• _EXERCISE DIRECTIONS_
The entries below contain a line with "the mantis antenna" and a line with "the grass blade". Retype exactly everything from the first down to the second, both included, and nothing else.

______________________________

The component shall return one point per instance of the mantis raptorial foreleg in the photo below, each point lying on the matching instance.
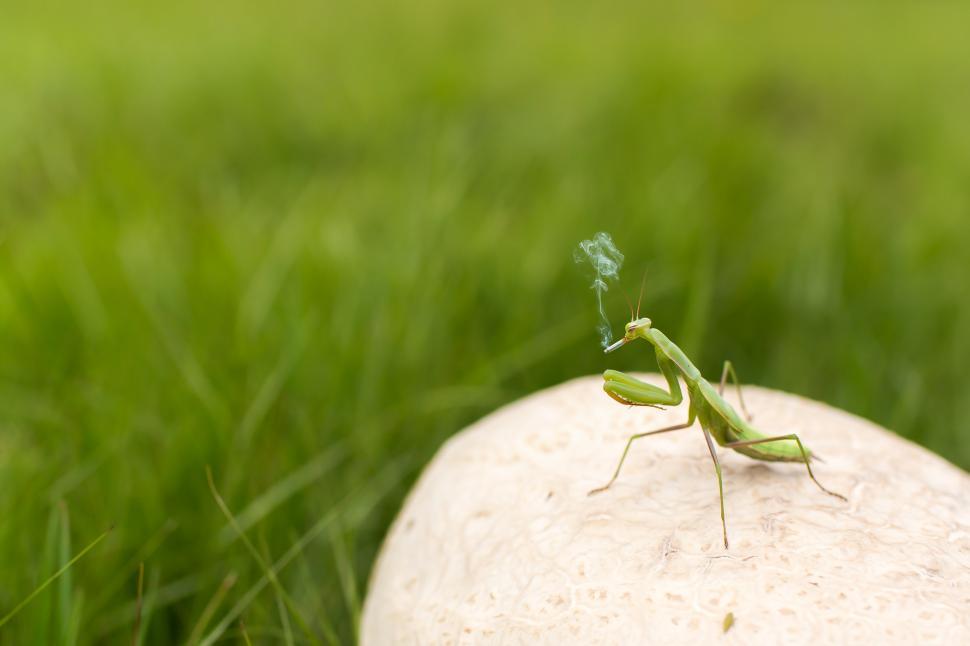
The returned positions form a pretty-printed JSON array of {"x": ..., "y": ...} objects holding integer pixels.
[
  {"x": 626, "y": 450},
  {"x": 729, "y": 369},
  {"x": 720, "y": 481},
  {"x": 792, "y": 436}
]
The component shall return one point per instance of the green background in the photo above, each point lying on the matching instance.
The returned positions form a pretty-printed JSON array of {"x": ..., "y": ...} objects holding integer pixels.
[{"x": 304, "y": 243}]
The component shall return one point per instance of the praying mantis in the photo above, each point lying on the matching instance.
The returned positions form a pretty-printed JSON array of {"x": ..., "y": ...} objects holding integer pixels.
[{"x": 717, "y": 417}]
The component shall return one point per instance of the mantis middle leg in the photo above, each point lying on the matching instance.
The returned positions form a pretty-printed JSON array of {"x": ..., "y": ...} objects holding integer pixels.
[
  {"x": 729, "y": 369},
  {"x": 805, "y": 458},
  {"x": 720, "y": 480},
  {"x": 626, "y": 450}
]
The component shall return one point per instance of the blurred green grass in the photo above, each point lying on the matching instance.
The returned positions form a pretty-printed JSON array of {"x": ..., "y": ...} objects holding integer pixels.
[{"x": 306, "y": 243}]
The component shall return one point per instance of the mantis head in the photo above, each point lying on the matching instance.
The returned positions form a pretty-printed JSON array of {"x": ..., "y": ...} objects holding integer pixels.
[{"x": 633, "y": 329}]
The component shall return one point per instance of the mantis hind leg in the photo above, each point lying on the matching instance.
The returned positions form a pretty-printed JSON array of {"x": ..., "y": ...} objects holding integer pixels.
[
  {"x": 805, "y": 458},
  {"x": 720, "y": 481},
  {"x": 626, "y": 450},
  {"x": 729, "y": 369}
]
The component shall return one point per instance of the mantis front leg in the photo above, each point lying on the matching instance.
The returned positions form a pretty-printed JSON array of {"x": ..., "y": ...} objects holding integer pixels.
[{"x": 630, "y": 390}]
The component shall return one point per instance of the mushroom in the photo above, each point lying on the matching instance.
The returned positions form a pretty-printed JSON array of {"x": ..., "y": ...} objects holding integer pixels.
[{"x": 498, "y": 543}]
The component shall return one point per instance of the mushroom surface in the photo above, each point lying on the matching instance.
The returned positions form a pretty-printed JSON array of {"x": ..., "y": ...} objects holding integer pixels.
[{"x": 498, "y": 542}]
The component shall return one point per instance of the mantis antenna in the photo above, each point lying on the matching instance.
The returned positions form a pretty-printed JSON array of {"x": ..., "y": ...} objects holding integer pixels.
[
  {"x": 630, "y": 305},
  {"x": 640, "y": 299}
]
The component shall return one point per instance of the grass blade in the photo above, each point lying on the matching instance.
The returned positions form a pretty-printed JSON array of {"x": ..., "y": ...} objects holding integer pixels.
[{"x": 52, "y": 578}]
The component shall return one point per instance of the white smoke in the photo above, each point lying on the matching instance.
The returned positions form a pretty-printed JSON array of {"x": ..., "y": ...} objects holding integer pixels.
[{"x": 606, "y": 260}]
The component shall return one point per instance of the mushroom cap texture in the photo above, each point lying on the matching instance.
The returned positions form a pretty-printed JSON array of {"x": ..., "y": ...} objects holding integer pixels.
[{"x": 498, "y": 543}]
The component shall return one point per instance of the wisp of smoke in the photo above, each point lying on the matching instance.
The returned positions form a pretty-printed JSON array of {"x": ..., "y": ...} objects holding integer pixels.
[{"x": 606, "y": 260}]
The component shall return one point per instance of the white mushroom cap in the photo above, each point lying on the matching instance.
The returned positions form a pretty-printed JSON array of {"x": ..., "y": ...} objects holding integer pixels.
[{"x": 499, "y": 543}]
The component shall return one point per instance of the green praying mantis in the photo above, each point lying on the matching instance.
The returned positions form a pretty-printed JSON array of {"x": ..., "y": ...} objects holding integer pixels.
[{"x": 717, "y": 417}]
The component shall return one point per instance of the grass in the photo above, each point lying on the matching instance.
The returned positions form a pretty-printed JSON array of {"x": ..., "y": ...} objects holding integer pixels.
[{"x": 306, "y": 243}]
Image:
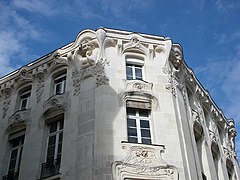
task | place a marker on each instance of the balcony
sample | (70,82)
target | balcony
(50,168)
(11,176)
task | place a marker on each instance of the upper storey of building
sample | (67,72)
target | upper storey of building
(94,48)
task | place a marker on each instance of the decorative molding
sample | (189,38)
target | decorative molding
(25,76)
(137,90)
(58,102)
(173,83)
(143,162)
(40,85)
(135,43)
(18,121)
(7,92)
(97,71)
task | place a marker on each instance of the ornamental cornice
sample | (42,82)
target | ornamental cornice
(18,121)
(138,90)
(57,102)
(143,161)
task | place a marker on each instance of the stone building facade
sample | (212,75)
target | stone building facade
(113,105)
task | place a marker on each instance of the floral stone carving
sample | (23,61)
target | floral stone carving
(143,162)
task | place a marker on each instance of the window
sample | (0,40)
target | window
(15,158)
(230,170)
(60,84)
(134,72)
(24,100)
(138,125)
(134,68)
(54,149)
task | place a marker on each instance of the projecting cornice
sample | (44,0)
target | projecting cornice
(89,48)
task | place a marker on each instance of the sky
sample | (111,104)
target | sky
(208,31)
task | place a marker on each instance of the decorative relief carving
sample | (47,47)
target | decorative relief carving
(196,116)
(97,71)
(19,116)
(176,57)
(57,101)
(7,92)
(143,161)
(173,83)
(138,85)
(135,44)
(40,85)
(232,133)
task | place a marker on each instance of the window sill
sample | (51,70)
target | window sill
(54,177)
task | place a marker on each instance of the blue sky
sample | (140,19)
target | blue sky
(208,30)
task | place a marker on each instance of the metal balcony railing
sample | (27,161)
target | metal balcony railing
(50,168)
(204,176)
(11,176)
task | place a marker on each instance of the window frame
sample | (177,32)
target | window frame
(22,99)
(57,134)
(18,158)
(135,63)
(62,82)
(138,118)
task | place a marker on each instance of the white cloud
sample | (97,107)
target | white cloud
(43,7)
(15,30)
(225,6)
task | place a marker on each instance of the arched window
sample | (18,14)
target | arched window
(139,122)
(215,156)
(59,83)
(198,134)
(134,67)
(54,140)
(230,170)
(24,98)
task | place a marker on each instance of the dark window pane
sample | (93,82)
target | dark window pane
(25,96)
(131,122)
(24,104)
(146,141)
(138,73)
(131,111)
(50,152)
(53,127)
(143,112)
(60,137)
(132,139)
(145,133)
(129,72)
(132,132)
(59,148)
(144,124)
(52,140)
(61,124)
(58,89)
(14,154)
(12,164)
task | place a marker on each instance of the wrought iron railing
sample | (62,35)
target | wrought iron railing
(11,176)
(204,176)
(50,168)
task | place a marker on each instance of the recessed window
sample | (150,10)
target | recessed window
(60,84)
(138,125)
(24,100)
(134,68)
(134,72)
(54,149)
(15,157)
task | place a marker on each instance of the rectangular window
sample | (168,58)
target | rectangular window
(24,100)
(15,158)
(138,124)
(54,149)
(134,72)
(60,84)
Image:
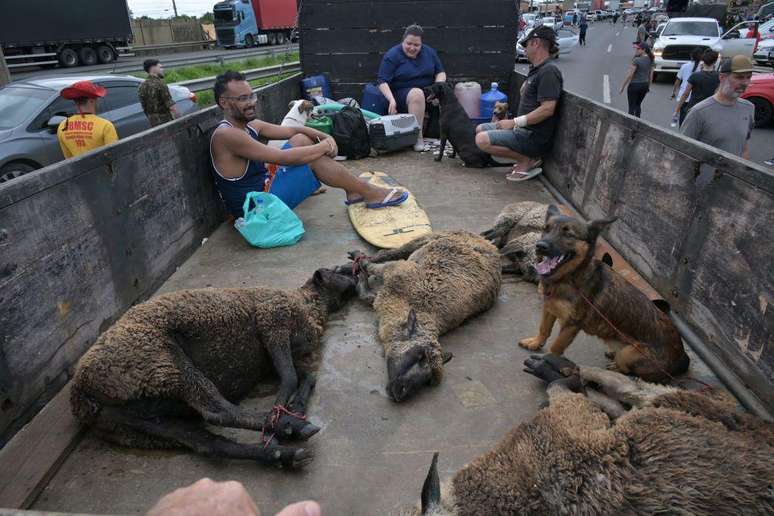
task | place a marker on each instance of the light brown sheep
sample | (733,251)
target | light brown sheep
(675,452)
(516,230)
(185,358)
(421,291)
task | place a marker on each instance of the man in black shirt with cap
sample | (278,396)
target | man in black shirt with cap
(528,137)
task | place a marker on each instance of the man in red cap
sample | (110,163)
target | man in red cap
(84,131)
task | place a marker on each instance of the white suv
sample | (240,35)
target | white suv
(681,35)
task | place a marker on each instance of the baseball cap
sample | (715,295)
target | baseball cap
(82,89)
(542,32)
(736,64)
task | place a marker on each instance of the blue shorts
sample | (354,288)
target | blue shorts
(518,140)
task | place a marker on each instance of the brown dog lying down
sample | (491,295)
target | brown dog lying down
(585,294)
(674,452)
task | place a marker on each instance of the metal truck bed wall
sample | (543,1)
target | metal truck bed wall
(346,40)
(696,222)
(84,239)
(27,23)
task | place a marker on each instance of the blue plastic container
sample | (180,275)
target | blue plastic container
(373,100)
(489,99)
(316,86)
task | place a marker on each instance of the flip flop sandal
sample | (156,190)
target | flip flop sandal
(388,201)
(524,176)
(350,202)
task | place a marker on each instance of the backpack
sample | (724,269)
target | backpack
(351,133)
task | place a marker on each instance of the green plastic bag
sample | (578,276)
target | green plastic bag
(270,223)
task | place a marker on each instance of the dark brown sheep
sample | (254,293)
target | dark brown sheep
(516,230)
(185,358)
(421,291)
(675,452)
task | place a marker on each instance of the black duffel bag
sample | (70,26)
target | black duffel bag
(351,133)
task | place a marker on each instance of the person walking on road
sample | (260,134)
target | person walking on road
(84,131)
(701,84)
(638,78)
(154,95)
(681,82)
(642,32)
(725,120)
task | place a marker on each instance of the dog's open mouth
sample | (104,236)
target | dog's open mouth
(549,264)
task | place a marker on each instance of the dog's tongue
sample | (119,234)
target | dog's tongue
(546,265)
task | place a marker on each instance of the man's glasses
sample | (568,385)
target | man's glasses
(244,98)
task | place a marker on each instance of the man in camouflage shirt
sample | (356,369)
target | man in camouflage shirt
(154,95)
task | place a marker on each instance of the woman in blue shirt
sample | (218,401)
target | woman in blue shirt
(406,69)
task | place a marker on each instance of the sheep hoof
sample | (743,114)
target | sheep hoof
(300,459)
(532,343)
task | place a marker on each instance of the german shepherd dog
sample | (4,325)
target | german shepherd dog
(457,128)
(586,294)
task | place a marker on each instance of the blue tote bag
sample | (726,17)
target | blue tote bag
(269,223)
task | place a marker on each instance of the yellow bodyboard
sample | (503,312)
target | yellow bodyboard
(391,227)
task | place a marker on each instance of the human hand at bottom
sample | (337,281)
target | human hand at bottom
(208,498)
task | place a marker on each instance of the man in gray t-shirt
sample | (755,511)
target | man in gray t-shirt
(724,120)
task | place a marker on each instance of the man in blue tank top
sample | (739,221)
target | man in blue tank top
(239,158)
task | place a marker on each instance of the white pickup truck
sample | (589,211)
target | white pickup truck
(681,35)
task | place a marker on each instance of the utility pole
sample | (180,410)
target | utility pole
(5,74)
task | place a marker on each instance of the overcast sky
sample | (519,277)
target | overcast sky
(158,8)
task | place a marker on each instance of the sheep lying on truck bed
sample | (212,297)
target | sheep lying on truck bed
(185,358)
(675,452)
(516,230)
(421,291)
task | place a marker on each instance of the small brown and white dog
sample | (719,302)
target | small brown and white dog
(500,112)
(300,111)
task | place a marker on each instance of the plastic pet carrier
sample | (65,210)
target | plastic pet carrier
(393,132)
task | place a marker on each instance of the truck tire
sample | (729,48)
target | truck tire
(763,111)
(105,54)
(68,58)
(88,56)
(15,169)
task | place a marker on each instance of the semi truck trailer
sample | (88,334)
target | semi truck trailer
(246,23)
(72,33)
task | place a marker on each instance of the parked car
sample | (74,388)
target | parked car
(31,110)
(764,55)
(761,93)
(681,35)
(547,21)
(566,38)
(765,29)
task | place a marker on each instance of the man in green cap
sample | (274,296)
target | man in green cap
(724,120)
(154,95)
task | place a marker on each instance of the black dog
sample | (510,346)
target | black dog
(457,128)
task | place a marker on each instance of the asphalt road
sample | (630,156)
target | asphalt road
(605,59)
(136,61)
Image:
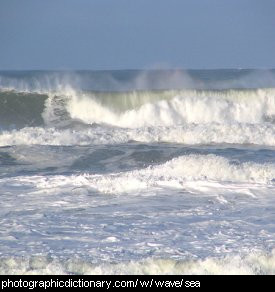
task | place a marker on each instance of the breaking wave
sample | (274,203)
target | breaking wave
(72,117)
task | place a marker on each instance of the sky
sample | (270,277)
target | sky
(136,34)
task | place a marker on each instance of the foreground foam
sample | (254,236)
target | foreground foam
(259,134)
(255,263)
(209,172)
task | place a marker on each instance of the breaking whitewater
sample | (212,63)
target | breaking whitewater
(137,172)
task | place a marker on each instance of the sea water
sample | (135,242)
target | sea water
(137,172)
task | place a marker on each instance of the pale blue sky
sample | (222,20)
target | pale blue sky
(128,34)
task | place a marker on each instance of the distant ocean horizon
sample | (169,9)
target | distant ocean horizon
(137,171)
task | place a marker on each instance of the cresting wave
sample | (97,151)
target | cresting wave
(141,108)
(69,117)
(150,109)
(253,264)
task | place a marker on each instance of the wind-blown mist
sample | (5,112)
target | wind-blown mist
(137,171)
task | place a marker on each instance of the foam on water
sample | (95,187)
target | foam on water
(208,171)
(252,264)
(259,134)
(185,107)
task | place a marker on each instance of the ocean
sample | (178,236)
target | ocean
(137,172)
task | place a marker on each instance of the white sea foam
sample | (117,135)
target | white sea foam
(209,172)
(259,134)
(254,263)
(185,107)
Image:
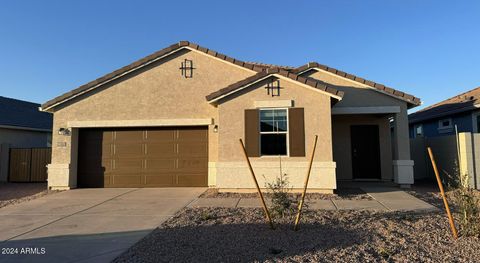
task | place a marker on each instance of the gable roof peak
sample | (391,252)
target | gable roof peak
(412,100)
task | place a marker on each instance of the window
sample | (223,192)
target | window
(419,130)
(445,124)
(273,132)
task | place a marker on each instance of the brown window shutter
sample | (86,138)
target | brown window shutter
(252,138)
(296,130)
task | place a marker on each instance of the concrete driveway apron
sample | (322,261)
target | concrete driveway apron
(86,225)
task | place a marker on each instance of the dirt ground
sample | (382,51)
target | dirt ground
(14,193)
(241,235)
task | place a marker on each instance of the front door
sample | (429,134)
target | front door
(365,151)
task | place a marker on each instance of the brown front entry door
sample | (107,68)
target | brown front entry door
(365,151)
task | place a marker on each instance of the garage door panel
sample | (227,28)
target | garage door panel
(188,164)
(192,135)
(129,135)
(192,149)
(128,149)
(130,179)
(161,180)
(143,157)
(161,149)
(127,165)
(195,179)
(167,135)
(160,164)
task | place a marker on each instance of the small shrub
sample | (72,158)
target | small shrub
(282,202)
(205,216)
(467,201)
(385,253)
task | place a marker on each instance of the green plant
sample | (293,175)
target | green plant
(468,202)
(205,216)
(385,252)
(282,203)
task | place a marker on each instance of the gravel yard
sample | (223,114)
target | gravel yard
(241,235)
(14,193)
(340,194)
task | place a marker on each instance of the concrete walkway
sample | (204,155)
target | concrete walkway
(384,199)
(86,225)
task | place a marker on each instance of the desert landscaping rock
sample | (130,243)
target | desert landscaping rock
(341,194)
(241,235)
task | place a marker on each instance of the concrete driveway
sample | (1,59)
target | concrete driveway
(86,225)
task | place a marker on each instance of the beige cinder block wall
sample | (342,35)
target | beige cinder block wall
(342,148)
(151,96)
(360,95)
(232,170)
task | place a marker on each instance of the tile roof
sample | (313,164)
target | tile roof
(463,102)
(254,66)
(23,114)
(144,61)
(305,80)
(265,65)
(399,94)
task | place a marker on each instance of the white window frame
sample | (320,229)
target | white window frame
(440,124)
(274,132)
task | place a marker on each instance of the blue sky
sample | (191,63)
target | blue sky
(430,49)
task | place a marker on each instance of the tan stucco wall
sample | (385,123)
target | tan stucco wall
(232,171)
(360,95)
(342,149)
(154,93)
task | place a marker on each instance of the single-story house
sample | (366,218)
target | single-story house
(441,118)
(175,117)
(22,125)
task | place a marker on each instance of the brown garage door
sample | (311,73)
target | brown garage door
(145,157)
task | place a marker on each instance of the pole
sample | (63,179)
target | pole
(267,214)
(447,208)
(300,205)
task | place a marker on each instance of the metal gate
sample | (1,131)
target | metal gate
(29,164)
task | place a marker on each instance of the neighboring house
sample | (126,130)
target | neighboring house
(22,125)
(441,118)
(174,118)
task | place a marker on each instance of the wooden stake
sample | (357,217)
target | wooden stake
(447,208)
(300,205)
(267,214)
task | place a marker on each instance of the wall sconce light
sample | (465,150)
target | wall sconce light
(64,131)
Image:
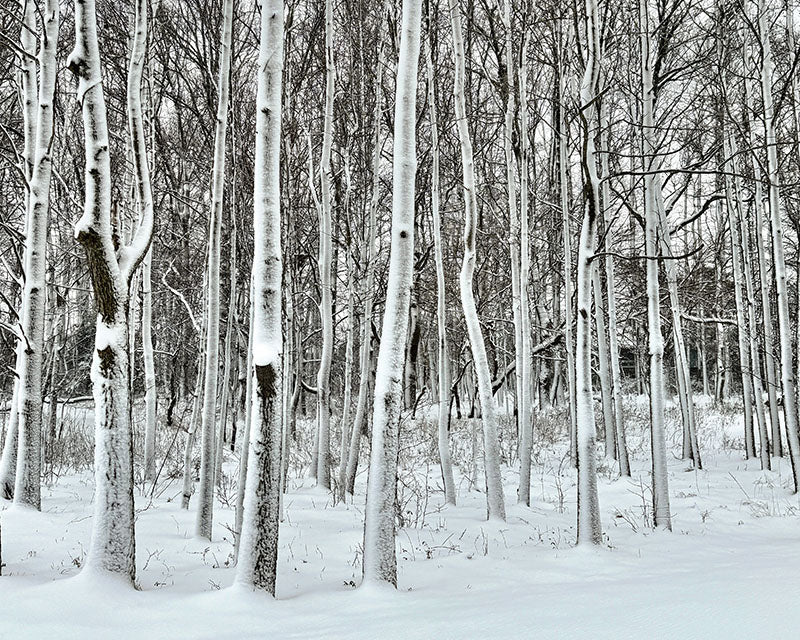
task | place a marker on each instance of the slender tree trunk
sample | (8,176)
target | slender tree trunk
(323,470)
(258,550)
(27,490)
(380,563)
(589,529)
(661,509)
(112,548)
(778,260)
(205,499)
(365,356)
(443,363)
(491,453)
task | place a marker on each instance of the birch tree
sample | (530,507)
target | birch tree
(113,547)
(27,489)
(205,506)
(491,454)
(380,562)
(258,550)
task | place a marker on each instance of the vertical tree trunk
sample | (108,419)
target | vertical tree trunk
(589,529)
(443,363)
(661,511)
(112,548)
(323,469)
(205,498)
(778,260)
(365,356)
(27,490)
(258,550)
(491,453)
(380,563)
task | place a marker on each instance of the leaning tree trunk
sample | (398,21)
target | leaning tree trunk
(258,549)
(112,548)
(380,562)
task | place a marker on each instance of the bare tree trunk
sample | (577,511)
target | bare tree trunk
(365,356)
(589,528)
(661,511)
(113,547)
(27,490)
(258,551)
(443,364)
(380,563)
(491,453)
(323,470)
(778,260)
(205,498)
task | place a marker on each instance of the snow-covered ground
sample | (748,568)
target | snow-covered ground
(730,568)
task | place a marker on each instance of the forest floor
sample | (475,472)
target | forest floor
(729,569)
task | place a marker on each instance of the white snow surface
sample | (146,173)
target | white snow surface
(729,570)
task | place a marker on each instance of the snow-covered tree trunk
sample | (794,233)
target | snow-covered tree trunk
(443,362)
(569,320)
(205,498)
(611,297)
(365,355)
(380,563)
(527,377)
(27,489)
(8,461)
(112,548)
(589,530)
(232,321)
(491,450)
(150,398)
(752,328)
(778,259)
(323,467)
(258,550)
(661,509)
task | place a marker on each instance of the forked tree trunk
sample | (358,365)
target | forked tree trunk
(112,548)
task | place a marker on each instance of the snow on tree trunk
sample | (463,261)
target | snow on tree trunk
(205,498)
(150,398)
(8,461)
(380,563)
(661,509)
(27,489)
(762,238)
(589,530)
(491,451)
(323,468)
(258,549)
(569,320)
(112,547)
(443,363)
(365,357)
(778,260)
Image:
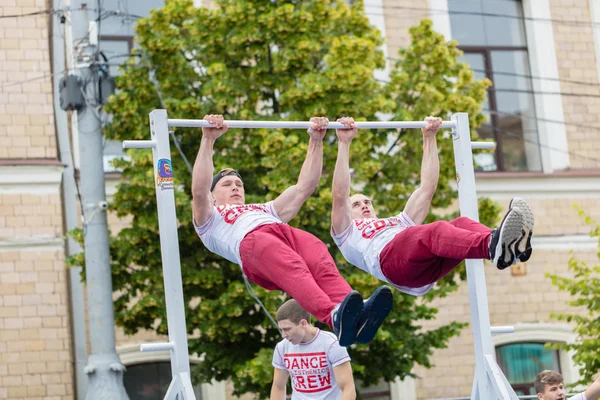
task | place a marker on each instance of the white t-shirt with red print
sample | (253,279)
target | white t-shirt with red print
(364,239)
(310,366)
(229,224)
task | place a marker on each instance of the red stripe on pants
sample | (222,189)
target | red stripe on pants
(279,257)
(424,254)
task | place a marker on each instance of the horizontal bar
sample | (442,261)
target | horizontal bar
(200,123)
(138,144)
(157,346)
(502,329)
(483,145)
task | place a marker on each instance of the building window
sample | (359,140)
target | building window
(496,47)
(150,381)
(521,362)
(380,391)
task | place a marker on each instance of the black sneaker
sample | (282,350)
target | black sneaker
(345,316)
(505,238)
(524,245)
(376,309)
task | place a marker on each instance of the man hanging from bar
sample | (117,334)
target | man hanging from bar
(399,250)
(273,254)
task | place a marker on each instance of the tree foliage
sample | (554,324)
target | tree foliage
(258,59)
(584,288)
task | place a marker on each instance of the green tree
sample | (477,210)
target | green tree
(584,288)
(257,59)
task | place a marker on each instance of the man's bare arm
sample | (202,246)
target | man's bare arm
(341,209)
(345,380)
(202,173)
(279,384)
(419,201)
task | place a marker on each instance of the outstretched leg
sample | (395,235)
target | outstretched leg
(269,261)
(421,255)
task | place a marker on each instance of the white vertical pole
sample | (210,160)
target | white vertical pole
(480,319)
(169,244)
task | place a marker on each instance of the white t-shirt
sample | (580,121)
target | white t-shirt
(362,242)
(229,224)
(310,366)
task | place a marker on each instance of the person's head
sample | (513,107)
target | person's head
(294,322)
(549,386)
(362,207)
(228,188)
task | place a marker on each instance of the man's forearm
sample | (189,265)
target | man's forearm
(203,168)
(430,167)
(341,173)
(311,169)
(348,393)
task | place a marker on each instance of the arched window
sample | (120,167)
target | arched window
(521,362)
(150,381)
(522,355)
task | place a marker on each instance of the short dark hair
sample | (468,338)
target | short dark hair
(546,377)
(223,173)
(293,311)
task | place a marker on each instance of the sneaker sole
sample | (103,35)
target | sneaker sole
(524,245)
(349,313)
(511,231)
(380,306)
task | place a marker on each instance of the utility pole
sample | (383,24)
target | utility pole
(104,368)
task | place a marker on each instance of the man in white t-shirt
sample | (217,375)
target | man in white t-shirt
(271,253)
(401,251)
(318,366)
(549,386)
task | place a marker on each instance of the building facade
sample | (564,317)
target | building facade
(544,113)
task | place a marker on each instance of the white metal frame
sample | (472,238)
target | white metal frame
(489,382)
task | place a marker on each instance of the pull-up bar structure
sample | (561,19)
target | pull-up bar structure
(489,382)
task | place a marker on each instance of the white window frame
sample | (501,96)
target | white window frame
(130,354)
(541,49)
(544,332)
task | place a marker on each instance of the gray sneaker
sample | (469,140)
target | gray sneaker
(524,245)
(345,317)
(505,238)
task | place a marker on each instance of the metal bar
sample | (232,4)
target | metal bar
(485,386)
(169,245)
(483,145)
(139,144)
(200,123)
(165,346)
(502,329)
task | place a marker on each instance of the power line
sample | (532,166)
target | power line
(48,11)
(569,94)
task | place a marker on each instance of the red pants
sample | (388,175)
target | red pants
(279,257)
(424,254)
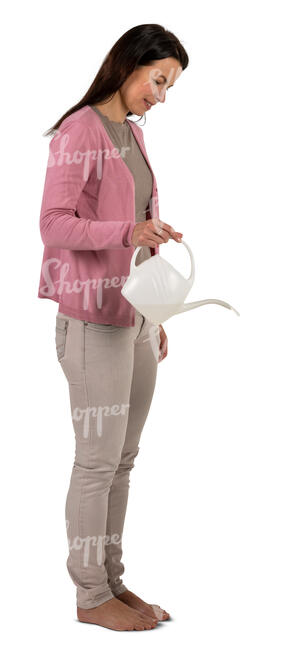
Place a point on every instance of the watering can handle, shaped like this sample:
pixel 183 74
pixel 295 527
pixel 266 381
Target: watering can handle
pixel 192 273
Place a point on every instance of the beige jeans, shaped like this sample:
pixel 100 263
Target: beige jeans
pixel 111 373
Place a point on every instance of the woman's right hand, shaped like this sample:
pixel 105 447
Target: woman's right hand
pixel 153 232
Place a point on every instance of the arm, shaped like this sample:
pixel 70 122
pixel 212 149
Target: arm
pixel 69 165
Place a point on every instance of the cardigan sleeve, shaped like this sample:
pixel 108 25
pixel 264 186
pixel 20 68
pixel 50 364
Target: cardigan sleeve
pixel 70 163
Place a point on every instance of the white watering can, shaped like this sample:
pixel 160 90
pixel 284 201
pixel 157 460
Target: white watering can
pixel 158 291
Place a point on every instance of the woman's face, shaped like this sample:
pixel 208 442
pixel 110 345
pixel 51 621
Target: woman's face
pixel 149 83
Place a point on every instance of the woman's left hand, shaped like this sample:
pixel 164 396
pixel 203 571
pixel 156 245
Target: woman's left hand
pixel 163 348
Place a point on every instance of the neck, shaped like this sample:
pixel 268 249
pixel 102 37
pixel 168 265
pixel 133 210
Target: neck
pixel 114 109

______________________________

• _REPLY_
The component shall return one point per instance of the mantis antenna in the photo above, each point lying on the matching instance.
The returned positions form a pretty-printed JSON array of {"x": ..., "y": ...} objects holding integer pixels.
[
  {"x": 630, "y": 305},
  {"x": 640, "y": 299}
]
The component shall return one point per instance of the grass blade in the photo above, each point lying on the matching instance.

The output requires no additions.